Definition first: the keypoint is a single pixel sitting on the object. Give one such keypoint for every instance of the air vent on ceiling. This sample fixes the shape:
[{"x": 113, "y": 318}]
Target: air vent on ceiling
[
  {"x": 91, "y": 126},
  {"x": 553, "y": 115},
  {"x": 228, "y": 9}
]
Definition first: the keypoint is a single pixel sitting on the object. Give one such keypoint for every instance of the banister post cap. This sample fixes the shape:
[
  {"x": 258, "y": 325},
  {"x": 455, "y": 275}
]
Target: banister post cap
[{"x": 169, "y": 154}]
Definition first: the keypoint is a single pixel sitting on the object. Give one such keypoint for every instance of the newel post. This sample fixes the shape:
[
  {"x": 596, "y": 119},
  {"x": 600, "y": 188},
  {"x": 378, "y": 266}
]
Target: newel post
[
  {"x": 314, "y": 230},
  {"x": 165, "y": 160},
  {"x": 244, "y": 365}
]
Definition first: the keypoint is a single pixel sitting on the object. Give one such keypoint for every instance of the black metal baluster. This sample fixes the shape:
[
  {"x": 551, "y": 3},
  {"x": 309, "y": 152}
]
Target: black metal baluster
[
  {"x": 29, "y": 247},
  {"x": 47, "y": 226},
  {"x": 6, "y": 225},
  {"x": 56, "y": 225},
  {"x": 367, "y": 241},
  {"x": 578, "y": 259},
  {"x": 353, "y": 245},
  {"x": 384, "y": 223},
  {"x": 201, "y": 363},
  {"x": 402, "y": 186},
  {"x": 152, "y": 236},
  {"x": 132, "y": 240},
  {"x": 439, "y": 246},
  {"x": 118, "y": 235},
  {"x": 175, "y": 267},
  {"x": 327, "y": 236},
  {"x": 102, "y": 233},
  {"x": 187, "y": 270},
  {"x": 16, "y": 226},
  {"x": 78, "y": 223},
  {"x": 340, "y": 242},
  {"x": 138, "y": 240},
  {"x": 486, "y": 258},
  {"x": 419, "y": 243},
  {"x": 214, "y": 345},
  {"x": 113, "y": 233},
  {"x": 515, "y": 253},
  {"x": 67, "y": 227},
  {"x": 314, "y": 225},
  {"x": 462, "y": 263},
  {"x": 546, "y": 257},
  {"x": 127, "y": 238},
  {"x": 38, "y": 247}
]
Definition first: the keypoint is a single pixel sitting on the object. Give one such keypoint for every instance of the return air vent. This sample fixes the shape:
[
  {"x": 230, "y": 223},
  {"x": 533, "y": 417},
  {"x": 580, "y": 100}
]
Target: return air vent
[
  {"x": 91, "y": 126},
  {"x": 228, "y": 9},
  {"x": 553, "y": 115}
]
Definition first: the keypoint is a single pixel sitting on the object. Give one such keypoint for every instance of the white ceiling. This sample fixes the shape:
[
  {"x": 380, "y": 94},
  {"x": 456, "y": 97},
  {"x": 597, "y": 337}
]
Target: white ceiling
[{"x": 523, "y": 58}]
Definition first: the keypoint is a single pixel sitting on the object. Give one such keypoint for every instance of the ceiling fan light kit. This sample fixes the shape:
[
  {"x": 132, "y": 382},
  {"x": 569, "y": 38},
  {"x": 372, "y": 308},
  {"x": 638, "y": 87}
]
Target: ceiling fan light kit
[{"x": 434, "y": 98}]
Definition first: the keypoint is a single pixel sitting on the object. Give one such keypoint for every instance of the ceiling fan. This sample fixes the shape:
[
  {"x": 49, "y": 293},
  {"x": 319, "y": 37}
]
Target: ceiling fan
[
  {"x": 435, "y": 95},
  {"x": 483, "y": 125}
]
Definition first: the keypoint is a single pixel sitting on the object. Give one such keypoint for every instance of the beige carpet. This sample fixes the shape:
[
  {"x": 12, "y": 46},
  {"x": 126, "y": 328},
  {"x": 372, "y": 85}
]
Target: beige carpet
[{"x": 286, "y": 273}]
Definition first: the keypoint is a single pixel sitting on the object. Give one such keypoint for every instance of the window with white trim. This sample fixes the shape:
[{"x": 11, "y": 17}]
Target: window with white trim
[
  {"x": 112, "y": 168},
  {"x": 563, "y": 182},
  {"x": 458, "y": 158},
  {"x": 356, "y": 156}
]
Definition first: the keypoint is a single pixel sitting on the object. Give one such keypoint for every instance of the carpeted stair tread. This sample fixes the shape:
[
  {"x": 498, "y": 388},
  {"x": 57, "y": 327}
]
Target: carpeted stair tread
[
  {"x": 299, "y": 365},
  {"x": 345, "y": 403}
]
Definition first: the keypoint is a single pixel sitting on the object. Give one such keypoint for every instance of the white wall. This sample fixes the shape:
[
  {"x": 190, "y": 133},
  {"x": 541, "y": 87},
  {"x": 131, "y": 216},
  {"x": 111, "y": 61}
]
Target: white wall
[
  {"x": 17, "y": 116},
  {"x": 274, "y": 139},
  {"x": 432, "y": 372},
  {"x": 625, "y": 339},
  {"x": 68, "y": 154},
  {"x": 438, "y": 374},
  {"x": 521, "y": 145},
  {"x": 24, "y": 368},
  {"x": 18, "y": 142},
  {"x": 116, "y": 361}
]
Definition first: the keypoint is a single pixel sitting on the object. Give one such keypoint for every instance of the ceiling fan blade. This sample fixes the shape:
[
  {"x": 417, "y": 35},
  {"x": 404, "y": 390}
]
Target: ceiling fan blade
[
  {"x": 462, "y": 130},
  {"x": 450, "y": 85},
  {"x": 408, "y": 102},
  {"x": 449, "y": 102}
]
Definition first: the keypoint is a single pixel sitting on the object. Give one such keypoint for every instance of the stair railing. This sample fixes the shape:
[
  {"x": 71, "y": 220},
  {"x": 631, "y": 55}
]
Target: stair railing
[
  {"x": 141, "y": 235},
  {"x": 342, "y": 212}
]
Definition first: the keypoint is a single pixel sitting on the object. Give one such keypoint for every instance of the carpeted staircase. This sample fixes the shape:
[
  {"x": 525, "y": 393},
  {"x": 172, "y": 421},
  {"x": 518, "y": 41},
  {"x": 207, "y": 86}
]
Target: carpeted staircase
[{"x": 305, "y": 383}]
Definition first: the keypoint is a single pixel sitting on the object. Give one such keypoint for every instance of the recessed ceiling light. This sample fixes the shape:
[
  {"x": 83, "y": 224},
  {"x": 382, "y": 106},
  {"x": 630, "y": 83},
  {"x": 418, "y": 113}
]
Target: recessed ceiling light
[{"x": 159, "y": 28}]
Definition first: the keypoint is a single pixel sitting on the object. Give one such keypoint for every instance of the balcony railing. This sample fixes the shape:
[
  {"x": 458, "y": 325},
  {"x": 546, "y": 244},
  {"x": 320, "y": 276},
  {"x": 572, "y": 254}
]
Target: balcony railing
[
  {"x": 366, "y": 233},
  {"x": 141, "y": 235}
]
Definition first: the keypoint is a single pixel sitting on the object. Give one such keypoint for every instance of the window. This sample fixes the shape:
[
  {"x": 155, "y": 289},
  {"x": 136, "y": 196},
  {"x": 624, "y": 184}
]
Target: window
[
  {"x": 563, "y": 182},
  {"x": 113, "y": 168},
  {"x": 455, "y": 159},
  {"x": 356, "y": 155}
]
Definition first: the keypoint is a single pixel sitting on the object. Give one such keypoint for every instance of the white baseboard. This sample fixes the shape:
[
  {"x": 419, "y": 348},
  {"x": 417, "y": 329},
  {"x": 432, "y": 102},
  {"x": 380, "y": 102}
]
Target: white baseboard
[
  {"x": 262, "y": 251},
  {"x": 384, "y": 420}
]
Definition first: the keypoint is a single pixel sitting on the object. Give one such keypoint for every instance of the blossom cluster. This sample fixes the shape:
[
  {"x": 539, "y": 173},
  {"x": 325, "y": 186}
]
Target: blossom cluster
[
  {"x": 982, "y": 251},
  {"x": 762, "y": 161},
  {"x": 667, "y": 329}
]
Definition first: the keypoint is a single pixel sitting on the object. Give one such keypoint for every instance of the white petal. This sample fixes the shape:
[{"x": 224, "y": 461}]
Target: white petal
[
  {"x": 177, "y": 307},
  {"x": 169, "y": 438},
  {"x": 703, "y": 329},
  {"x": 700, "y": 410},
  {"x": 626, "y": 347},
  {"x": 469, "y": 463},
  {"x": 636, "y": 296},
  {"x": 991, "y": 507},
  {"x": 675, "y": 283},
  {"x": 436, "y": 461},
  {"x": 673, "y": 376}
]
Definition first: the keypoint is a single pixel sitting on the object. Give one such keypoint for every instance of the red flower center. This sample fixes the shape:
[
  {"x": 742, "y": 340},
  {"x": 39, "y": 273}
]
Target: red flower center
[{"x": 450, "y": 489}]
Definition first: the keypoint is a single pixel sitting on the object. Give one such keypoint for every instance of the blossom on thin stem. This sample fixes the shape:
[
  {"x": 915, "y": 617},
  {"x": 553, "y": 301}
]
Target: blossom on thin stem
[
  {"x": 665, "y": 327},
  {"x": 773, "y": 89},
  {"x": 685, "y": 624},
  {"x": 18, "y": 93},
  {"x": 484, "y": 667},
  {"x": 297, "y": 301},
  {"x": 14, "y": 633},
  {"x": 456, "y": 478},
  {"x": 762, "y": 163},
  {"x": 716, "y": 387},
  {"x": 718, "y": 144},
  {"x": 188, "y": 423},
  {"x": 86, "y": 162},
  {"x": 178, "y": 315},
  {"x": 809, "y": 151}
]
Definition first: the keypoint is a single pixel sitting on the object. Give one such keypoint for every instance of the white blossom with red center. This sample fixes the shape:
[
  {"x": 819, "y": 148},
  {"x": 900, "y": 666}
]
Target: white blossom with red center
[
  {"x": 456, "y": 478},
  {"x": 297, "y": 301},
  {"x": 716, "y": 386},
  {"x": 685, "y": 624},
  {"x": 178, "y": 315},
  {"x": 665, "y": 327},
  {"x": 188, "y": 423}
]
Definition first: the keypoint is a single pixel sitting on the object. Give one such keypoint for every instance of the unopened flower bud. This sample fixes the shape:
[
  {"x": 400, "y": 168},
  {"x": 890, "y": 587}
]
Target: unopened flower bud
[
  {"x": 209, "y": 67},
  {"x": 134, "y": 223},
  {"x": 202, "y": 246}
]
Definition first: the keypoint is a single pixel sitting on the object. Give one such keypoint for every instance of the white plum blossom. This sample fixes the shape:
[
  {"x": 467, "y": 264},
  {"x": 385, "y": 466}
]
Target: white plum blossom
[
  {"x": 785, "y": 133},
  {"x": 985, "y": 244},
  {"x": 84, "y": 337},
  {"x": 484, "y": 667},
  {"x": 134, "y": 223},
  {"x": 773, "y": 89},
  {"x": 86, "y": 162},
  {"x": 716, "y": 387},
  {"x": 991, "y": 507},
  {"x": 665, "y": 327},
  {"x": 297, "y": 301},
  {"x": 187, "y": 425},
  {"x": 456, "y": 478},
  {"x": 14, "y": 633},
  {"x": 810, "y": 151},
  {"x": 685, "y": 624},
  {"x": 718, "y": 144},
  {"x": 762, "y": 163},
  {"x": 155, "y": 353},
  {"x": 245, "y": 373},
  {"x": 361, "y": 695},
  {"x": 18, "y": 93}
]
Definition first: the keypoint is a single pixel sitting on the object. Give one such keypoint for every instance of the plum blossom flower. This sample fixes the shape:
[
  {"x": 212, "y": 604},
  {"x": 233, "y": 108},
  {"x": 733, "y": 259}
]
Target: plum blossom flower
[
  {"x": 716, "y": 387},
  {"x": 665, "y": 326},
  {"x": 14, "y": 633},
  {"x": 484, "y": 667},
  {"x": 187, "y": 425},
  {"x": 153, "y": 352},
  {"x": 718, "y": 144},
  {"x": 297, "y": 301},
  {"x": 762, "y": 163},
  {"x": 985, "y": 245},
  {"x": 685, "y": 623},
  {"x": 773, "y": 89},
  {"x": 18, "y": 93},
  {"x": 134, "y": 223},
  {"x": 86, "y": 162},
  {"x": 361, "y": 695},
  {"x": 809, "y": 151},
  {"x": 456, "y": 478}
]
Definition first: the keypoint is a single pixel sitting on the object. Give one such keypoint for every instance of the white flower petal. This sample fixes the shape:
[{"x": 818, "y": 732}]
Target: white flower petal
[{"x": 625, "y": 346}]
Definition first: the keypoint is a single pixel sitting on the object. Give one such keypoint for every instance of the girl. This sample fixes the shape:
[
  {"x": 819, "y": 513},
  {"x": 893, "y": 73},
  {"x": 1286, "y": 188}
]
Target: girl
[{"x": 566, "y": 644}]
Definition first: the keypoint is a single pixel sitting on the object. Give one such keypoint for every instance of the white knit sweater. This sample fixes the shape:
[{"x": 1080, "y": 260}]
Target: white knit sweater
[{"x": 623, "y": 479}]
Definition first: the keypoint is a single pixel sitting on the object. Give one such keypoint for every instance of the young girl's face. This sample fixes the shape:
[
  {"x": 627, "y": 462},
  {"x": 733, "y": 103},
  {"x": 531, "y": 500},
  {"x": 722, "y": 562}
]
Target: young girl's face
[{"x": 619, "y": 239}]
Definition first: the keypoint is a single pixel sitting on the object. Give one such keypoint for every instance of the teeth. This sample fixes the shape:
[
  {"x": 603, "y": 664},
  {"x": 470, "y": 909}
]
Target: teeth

- _WHAT IS BEING ASKED_: Through the last line of the entries above, beginning at the line containing "the white knit", transcribe each line exactly, both ends included and nothing more.

- _SOLVED EXERCISE_:
Definition first: the keypoint is a single pixel sitting on the object. Give one such keypoint for every instance of the white knit sweater. This sample fixes the shape:
[{"x": 1080, "y": 260}]
Target: white knit sweater
[{"x": 623, "y": 479}]
Definition first: the keypoint is a single pixel sitting on the object. Give one such keypoint for every instance of the young girl's face. This sample fixes the shape:
[
  {"x": 627, "y": 462},
  {"x": 733, "y": 103},
  {"x": 531, "y": 500},
  {"x": 722, "y": 562}
]
Target: young girl's face
[{"x": 619, "y": 239}]
Definition first: the keypoint is a single pixel sitting on the object. Give one such keypoint for every instance of the teeth. This sample fixes the shape:
[
  {"x": 603, "y": 664},
  {"x": 470, "y": 909}
]
Target: teeth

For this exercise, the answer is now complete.